(A run of records)
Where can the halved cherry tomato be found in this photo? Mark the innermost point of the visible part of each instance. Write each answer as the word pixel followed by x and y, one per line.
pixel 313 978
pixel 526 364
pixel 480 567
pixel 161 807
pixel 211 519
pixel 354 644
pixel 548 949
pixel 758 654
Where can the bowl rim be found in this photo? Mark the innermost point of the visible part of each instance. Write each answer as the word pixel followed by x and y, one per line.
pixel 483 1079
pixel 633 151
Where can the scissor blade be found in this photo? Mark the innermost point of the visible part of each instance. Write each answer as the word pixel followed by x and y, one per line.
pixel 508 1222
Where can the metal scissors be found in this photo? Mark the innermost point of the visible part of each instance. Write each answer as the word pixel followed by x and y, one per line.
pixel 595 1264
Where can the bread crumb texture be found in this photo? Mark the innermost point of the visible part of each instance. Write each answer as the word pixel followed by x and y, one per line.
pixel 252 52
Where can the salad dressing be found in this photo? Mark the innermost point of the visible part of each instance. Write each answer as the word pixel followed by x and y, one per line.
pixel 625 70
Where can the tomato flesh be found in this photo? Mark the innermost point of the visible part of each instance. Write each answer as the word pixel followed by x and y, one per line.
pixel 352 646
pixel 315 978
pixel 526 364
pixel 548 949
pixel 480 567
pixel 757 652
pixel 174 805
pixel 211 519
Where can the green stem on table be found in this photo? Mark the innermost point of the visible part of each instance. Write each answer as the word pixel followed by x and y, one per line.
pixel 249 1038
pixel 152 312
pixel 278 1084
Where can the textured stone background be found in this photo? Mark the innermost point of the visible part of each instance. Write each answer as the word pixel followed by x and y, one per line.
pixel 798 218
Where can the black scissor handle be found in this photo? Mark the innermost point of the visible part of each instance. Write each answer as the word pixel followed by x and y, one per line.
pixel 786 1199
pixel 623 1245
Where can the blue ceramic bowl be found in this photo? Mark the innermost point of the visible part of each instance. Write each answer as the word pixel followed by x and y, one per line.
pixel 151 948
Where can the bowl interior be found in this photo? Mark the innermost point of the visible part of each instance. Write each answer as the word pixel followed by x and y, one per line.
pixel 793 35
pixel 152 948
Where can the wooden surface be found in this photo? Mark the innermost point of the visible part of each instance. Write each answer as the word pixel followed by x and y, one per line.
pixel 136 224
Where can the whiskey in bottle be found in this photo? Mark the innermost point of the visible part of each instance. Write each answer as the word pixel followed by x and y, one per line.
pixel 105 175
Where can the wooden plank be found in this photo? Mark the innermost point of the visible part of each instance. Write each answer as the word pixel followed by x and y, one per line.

## EXERCISE DESCRIPTION
Reproduce all of the data above word for word, keeping every line as it is.

## SOLUTION FOR THIS TASK
Where can the halved cherry tomato be found in this photo? Mark the innermost point of the visible part of each instance. Write each answer as the word pixel followed by x and y, one per line.
pixel 313 978
pixel 526 364
pixel 480 567
pixel 161 807
pixel 211 519
pixel 354 644
pixel 548 949
pixel 758 654
Where can the bowl rim be found in this photo? Mark the innermost point of the visible part of each instance. Write each answer as the word pixel followed by x and y, one per line.
pixel 483 1079
pixel 633 151
Where can the scissor blade be found in this photo? Mark the innermost point of the visible part of each instance. Write each answer as the word pixel followed by x and y, one per line.
pixel 508 1222
Where can the metal scissors be found in this photo? Mark the innermost point of the visible part of each instance. Write each answer as the word pixel followed by x and y, one per line.
pixel 595 1264
Where can the bread crumb texture be found in this photo? Mark the innermost point of the visible part of each instance. Write each answer as the word pixel followed by x and y, one per line.
pixel 252 52
Where can the salad dressing be found in this photo? Mark the innermost point of the visible part of each instance. Write each answer as the word pixel followed by x and y, one per line.
pixel 625 70
Where can the tomato flesh be found in this photo? Mark the innermost point of the visible part of each instance. Write each answer as the word pixel followed by x and y, one per line.
pixel 352 646
pixel 315 978
pixel 526 364
pixel 548 949
pixel 480 567
pixel 757 652
pixel 174 805
pixel 211 519
Where can the green stem on table be found in this photo? Mark the innermost point of the visible part of each instance. Write each answer as the word pixel followed by x and y, one per line.
pixel 249 1038
pixel 152 312
pixel 278 1084
Where can the textured stone background be found in this photo? Mark the innermost point of the visible part of each instance. Write each answer as the word pixel followed by x and y, one per line.
pixel 798 218
Where can the black scissor handle be found in this photo? Mark the innermost point of the visible part of each instance. Write each answer as the word pixel followed by x and y, one per line.
pixel 786 1199
pixel 623 1245
Where can the blue ceramic bowl be found in this photo? Mark the innermost point of the visible part of each instance. Write each answer as the word pixel followed by x and y, one per line.
pixel 151 948
Where can the bowl interior be found in this photo? Mark the innermost point of the visible part of each instance. Write each answer as the word pixel followed by x and y, one per line.
pixel 793 35
pixel 152 948
Where can the wooden surface be found in this photo? Mark the innermost point of the visible part of each instance. Write each answer as the word pixel followed by x and y, one per line.
pixel 136 224
Where can the whiskey in bottle be found in this photo? Mark the innermost point of the visible part of each instance. Write each answer as the word pixel followed by x and y, one per line.
pixel 105 175
Where can the wooden plank be found in this photo? Mark the innermost point of the visible part of each instance. Write each answer as the word pixel followed by x and y, one per line.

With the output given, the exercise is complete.